- The new ‘universal memory’ can write or erase data using 100x less energy than DRAM.
- It would allow computers to boot up instantly and imperceptibly go into sleep mode, even between keystrokes.
While different types of charge-based memories are used for different purposes in electronic devices, several flaws in their properties have led scientists to develop more efficient alternatives.
Recently, researchers at Lancaster University in England came up with a new type of computer memory — universal memory — that could solve the digital energy crisis by transforming daily lives with its ultra-low energy consumption.
The existing flash, Dynamic random access memory (DRAM), and Static random access memory (SRAM) have complementary attributes that make them well-suited to their specific roles in data storage, active memory, and cache, respectively. However, all of them have their own shortcomings.
Flash, for instance, can store data for long-term, but writing and deleting data is energy intensive and slow. Data can be written to a given cell of flash storage for a limited number of times only, which makes this device unsuitable for working memory.
DRAM is much faster and uses less energy than flash storage, but data stored on this memory is volatile and must be repeatedly refreshed to retain it on the device. The process is both inefficient and inconvenient.
The research team combined the advantages of both memories (flash and DRAM) and demonstrated universal memory that could replace the $100 billion market for flash drives and DRAM.
● ● ● ●
_Task item A_: According to the passage on universal memory, at which university did researchers develop the new memory?
_Task item B_: Summarize the passage on universal memory in two sentences.
_Task item C_: Carry on writing the passage on universal memory from its last sentence.

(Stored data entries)
● ● ● ●
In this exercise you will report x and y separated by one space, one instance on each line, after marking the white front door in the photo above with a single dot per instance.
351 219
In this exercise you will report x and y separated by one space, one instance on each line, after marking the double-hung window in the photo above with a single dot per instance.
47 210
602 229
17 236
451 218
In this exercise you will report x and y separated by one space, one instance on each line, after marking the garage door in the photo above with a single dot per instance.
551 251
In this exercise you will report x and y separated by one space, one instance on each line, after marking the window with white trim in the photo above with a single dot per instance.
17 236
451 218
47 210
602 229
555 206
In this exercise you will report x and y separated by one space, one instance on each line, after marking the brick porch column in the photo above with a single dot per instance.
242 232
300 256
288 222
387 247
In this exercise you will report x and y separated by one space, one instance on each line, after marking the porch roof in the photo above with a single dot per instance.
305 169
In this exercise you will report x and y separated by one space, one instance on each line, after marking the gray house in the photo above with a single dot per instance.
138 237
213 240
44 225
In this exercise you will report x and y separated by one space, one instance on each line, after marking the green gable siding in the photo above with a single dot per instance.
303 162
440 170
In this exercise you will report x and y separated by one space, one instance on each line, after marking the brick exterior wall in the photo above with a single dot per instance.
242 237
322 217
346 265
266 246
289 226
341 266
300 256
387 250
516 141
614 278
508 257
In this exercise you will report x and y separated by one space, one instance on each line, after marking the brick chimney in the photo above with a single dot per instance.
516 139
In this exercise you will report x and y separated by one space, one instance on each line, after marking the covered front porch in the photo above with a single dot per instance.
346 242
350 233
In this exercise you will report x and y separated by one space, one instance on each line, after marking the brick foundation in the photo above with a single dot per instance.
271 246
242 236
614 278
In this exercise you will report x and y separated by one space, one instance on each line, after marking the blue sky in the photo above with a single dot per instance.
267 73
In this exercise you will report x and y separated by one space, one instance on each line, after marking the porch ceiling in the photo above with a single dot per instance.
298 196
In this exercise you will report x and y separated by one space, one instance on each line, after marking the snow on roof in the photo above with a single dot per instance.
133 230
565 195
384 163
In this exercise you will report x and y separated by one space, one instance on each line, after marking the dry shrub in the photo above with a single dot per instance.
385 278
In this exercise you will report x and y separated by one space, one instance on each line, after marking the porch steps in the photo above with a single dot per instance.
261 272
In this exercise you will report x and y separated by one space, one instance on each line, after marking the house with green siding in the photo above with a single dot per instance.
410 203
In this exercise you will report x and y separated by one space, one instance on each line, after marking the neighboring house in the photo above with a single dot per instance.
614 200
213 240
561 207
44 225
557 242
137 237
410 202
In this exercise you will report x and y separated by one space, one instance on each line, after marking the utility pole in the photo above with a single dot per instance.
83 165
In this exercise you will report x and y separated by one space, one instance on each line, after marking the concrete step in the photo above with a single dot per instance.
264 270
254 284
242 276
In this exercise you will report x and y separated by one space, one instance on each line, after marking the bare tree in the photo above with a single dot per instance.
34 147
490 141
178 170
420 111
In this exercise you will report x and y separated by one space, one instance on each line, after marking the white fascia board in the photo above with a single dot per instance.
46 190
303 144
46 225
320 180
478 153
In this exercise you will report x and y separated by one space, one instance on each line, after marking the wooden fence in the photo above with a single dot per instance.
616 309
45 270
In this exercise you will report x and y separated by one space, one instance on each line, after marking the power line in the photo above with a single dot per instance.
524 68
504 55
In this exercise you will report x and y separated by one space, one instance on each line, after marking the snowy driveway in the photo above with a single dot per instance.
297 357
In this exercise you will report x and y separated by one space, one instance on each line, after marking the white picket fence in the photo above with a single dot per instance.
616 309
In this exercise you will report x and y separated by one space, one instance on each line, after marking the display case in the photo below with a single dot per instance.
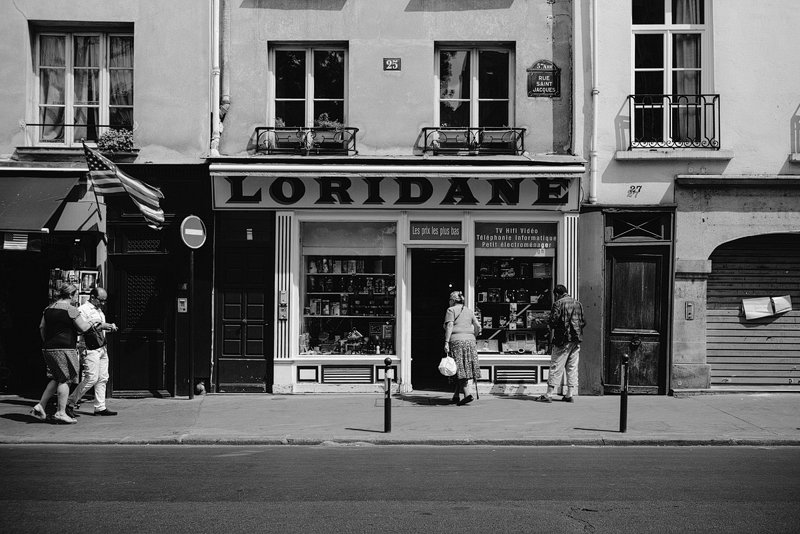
349 290
513 300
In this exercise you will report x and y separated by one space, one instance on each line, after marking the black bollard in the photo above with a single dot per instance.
387 402
623 395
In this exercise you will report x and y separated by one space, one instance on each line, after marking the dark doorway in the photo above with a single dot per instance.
434 273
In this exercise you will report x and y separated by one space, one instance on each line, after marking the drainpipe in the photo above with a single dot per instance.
215 72
595 93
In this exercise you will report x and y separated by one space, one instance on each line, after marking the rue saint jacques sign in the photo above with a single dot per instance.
242 191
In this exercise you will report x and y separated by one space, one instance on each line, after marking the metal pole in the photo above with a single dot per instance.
191 323
387 401
623 395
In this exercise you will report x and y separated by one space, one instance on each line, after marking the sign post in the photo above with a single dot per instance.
193 235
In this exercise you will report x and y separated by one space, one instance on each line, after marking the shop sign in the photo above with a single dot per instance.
516 235
435 231
262 191
544 79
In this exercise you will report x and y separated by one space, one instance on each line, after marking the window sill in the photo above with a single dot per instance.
671 154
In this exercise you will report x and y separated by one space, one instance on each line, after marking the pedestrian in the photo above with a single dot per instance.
461 329
566 333
94 363
61 323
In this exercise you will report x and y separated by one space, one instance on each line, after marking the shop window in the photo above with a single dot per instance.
474 87
310 87
671 105
84 86
349 288
514 266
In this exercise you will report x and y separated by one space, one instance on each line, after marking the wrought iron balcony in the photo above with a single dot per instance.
306 141
674 121
482 141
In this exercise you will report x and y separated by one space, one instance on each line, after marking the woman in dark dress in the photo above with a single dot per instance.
461 328
60 326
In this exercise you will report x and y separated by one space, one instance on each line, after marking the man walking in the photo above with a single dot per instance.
566 330
95 362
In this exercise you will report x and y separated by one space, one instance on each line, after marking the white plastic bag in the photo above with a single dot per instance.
448 366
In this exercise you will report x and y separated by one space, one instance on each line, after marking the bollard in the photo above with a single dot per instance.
387 402
623 395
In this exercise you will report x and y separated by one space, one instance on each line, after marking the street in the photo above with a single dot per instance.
398 489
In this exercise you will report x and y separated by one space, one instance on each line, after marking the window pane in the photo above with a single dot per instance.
53 118
87 87
327 111
493 113
687 12
649 83
290 74
493 74
649 50
120 52
87 51
686 50
291 114
648 12
121 87
120 118
51 51
454 76
86 121
51 86
453 113
329 74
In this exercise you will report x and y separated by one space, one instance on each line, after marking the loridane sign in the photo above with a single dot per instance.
263 191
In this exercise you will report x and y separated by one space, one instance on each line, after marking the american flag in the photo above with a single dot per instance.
106 179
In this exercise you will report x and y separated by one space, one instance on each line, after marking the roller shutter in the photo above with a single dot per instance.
762 353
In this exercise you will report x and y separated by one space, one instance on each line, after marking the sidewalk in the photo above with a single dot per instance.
766 419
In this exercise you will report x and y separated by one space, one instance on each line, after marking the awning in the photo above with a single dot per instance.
28 203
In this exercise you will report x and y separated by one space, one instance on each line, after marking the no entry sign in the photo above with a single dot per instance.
193 231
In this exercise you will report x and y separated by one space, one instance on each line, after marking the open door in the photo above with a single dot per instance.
434 273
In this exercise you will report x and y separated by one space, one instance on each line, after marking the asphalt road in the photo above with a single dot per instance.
398 489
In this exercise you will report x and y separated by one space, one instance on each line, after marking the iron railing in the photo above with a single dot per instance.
36 133
306 141
481 141
674 121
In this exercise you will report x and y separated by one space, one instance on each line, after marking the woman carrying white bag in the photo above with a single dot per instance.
460 331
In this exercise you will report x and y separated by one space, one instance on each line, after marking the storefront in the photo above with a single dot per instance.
364 259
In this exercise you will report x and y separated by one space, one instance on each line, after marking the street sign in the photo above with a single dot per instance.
193 232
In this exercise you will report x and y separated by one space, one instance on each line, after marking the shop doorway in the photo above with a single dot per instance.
434 273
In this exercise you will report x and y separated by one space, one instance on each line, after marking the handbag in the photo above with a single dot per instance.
94 338
447 366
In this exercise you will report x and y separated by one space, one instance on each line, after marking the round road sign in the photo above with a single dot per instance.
193 231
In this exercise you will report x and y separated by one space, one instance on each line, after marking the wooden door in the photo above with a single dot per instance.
244 309
636 315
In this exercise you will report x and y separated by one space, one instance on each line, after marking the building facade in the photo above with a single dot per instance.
73 72
693 206
374 157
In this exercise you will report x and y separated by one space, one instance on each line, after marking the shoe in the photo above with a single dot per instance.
64 419
465 400
38 412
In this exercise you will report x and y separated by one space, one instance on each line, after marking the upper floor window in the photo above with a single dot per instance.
474 87
310 86
670 50
84 86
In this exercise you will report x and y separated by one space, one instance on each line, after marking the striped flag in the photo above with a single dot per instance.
107 179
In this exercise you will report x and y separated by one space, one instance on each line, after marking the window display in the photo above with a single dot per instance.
513 300
349 289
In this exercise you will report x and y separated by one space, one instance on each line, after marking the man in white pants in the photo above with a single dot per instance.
95 362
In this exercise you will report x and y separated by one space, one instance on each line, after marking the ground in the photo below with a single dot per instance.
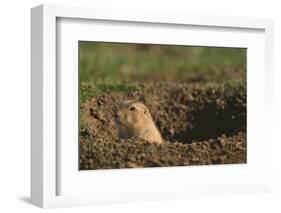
201 124
196 96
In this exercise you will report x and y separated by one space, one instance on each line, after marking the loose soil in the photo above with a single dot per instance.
201 124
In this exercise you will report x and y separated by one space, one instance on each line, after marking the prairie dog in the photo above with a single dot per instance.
134 120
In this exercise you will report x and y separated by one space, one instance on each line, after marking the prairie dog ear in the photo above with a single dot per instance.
146 112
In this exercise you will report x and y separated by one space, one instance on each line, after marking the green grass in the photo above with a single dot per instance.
110 63
89 90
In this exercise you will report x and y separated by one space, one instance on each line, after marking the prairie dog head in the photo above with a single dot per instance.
134 119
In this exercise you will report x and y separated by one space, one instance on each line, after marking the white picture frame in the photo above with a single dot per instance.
48 165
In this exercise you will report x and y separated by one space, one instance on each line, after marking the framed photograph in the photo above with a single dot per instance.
130 106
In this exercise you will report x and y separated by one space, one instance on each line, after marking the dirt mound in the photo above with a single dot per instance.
201 124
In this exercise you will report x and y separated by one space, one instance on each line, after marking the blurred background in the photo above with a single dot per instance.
109 63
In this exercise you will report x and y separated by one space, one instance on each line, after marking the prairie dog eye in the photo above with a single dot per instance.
132 108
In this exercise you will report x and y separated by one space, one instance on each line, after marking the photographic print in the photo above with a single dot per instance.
154 105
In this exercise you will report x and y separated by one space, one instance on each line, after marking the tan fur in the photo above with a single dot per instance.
134 120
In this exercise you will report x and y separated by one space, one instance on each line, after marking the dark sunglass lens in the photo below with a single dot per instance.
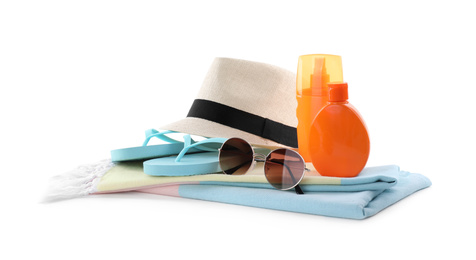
236 156
284 168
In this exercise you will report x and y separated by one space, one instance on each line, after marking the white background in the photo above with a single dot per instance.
79 78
● ● ● ●
_Answer A_: Lancaster University in England.

_Answer B_: Flash, DRAM and SRAM each suit their own roles, but all have flaws: flash is slow and energy intensive to write and can be written only a limited number of times, while DRAM is volatile and must be repeatedly refreshed. Researchers at Lancaster University combined the advantages of flash and DRAM in a universal memory that writes or erases data using 100 times less energy than DRAM.

_Answer C_:
A Promising New Emerging Memory Concept
The data, fueled by Internet of Things and the use of connected devices, is expected to consume 1/5th of global electricity by 2025. This new universal memory has the potential to decrease 80% of peak power consumption in data centers.
In this study, researchers showed charge-based memory cells with compact design, on which data can be written and erased at low-voltage. Unlike conventional RAM, it’s a non-volatile device that features non-destructive read.
To achieve the contradictory requirements of low-voltage switching and non-volatility, researchers exploited quantum-mechanical characteristics of an asymmetric triple resonant-tunneling barrier.
Since the device has a compact configuration and junctionless channel with uniform doping, it is quite easy to scale. The non-destructive read and low-voltage operations would minimize the peripheral circuitry needed in a memory chip.
Moreover, the memory would allow computers to boot up instantly and imperceptibly go into sleep mode — even between keystrokes — saving a significant amount of energy. It can write or erase data using 100x less energy compared to DRAM.
Overall, it seems a promising memory concept. Researchers have already patented the technology (one patent is pending), and many private organizations have expressed an interest in the research.